-- Start of Records --

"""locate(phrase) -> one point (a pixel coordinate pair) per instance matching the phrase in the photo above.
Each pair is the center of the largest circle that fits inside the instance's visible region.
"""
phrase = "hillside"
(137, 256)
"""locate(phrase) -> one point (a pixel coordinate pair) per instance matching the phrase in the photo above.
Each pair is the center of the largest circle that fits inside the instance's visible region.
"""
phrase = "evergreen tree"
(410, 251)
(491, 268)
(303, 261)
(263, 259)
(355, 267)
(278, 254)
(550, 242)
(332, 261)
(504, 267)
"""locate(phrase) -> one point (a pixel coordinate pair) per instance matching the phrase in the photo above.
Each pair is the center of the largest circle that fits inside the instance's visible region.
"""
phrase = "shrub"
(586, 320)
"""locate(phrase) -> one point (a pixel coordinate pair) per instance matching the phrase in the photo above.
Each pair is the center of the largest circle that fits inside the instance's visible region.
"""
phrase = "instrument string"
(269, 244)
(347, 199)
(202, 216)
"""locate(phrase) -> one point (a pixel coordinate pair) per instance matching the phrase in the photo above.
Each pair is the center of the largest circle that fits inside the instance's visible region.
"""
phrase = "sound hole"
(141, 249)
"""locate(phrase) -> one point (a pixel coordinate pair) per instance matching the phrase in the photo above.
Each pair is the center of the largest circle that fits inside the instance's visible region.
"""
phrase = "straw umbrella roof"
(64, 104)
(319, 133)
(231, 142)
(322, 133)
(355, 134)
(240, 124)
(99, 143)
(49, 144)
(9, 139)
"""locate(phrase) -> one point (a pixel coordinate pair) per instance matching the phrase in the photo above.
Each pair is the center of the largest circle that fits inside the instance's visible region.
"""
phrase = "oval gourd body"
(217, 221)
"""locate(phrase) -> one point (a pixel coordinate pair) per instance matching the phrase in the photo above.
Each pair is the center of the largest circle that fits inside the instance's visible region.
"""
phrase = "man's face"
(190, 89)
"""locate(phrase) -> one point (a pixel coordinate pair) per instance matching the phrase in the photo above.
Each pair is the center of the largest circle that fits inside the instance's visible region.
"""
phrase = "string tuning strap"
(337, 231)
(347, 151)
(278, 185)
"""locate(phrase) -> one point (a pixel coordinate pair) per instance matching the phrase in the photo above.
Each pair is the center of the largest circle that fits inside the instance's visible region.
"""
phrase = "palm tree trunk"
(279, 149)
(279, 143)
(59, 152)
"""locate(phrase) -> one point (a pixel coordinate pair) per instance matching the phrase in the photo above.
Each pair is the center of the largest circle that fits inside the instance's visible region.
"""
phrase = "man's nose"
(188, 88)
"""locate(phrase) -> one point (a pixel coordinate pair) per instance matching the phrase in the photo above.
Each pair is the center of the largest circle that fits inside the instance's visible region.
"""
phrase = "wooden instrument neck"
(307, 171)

-- End of Records --
-- Start of Records --

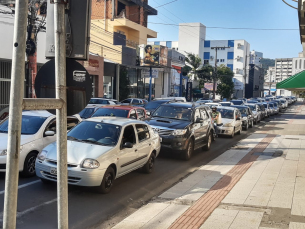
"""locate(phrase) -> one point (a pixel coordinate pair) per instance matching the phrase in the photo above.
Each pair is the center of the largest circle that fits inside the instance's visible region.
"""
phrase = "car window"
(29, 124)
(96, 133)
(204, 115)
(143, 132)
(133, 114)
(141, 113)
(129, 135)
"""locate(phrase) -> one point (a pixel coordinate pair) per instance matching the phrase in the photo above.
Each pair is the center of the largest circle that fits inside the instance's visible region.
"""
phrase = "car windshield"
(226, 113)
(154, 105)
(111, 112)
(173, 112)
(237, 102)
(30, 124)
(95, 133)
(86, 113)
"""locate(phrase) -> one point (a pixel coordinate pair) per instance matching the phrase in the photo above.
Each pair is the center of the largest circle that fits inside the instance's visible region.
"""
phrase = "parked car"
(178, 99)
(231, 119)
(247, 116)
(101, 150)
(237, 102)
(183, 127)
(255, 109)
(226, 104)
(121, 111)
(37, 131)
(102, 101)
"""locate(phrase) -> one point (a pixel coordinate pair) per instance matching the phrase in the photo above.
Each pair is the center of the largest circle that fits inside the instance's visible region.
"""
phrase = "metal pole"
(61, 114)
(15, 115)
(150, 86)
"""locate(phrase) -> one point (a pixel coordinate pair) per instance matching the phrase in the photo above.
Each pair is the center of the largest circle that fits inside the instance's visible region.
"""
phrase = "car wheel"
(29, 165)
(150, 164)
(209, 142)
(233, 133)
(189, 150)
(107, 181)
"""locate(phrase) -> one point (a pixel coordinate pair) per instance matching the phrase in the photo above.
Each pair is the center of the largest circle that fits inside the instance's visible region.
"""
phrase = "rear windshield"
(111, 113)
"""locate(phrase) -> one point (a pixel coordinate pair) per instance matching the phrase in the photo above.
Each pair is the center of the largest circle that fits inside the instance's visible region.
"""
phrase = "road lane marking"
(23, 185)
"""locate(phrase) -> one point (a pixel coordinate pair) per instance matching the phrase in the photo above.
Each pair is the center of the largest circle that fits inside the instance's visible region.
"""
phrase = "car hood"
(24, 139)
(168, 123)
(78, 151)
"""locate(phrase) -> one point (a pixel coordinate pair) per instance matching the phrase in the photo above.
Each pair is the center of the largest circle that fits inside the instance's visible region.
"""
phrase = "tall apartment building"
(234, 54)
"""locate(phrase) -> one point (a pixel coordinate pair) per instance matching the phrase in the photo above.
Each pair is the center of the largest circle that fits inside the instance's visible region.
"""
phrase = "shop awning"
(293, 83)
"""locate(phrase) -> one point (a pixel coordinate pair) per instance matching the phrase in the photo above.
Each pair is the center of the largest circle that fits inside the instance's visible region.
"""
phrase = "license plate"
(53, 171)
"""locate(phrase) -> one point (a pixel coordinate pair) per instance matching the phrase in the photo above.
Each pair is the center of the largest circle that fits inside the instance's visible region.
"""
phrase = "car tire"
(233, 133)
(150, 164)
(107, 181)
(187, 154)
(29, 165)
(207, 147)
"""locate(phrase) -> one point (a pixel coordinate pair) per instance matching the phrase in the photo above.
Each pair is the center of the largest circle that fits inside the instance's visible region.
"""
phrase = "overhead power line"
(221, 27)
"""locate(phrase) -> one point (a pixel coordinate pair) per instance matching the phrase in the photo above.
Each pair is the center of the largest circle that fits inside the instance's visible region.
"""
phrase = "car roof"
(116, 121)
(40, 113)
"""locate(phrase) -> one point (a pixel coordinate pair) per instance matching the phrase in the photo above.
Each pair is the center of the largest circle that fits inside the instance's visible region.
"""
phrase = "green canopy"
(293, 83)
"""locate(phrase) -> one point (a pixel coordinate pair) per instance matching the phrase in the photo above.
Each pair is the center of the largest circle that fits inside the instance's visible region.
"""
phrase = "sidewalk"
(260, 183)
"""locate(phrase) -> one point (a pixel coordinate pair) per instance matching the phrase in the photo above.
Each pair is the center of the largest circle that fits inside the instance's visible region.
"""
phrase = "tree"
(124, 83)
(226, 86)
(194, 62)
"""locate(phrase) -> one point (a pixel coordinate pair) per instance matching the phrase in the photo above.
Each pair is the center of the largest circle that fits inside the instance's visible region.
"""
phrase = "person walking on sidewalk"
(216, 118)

-- End of Records --

- [Written problem]: Pick out every line in the entries above that contains the string "sidewalk" and copy each one. Case counts, so match capitals exactly.

- [Solution below]:
phrase = "sidewalk"
phrase = "person walking on sidewalk"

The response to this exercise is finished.